## Problem to work on
Repeat the lines below word for word, omitting the pictures.
-- start Recorded data --
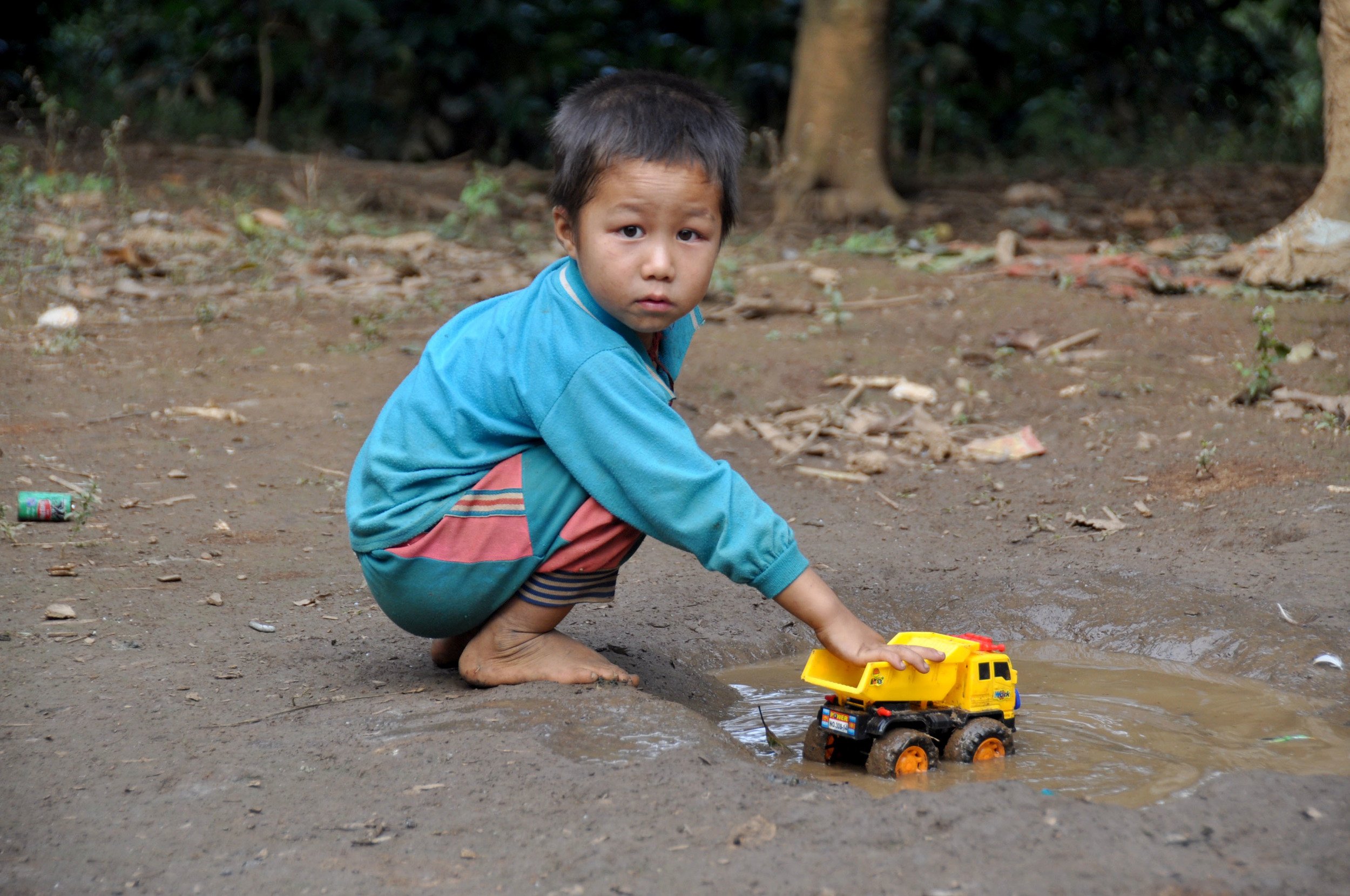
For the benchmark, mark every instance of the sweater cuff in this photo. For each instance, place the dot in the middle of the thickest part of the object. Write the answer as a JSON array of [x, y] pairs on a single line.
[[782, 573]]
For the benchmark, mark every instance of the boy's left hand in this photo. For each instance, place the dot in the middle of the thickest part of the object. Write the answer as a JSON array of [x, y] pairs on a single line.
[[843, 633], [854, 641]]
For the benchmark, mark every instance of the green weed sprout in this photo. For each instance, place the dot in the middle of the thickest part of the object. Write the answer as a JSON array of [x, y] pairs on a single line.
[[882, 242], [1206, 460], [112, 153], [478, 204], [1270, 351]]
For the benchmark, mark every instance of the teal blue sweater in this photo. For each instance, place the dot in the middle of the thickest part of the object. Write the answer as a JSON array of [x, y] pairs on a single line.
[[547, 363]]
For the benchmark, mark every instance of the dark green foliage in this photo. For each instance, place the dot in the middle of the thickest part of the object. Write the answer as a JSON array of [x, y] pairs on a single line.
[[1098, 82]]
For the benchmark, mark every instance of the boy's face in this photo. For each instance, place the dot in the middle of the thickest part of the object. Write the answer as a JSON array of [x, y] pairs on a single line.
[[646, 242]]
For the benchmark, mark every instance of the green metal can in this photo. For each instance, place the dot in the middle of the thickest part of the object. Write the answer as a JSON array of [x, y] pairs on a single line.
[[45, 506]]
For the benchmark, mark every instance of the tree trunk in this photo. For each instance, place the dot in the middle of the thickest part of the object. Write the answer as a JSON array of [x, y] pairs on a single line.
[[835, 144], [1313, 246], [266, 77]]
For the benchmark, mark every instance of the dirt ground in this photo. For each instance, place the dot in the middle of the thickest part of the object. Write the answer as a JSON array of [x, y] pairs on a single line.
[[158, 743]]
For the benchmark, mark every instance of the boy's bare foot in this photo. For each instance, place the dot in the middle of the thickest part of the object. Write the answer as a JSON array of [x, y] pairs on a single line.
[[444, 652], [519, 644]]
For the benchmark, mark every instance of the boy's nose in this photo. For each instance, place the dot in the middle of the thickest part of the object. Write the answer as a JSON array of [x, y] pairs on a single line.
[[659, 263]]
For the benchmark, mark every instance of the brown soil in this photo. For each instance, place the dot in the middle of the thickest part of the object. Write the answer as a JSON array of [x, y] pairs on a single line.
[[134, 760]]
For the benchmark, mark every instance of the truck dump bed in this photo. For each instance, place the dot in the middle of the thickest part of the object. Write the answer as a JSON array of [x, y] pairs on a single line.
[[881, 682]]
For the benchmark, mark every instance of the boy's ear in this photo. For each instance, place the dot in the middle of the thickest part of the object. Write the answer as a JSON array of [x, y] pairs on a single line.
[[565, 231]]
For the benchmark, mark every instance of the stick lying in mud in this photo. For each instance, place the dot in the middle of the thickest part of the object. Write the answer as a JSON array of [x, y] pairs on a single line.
-- end Recorded data --
## Task answer
For the benchmark, mark every instance of the sweater cuff in this photo. For each instance, place the dot in the middle of the thickest part of the object. Write the answer as a JSON array of [x, y] pairs on a single line.
[[782, 573]]
For the benchmark, mark every instance of the boy's left hand in this photo. For each instance, place the dot in the middle of the thickest part of the object. Write the answer as a JSON array of [x, y] pairs on a single line.
[[843, 633], [854, 641]]
For the benchmark, mark every instance of the green weed sprout in this photo. For each instance, place the dot in the middle of the thickest part of the object. Write the answer as a JSON array of [x, y] pairs on a single line.
[[882, 242], [1206, 460], [112, 153], [478, 204], [1270, 351]]
For the benchmark, mark every instance of the teal blue sweater in this photo. For each instance, place the dot in the middle of the thickest part of the object. Write the answer as a JSON array of [x, y] pairs on a single line.
[[547, 363]]
For the benchmark, mark every instance of the dark green foliage in this photo. For each instance, place the dot in the middle of the thickest part of the object. Write the answer as a JSON array of [x, y] pairs on a single line.
[[1098, 82]]
For the benchmark, mark every instance of the boy's face in this photo. For each instance, place the dot in the middle of the thickest part of the object. Write the answer as a JSON array of [x, y] pairs on a single line.
[[646, 242]]
For the benchmark, mark every instance of the green metal can in this photo. For each instance, place the dot in the middle of the thickest part of the object. Write the answer as a JSON array of [x, y] pairs on a single line.
[[45, 506]]
For the benchmark, mark every instance of the tree trunk in this photo. For each instance, place the dot in the middle of the thickest part of the object. Write the answer as a JSON array of [x, y] pairs on a single line.
[[835, 144], [1313, 246], [266, 77]]
For the benchmark, mark every instance of the dirt ground in this photo. For each instance, place the dot in the middle of the thickest part of the object. Write the answer as a JSON array of [x, y] pairs on a single line.
[[158, 743]]
For the benchmark, mark every instance of the boy's bare foot in this photo. For each instance, place the dot in the middle of the thickest part of the object. Write the answer as a JSON array of [x, y] pairs on a single line.
[[444, 652], [519, 644]]
For the benchmark, mark every instance of the boy's nose in this photo. For each instance, place the dot in the middle of the thickest part of the object. Write the answer as a JSON array of [x, y] pairs on a single line.
[[659, 263]]
For the benchmark, mark every instance of the brown soil in this photo. For each instance, place the dot in the middle of the thickest part of the object. Write the answer as a JSON array of [x, y] pairs on a single line.
[[134, 760]]
For the benchmark, mark every instance of the truck dump bed in this photo. For each instance, place the dot in the middle of the thickest part of the object. Write the answer as a JSON array of [x, y] pairs on a single line.
[[881, 682]]
For the benchmark, mark every instance of the boy's ear in this photo. For each instance, place the dot in the middle of the thickest part of the object. Write the answer as a JSON array of [x, y] pairs on a single line.
[[565, 231]]
For the benchmark, mark every instance of the stick lying in mud in this photo. For each instance, place the dot in the middle of the thickest part of the object. Write the answer as a JSON array of [x, y] pairs on a single line.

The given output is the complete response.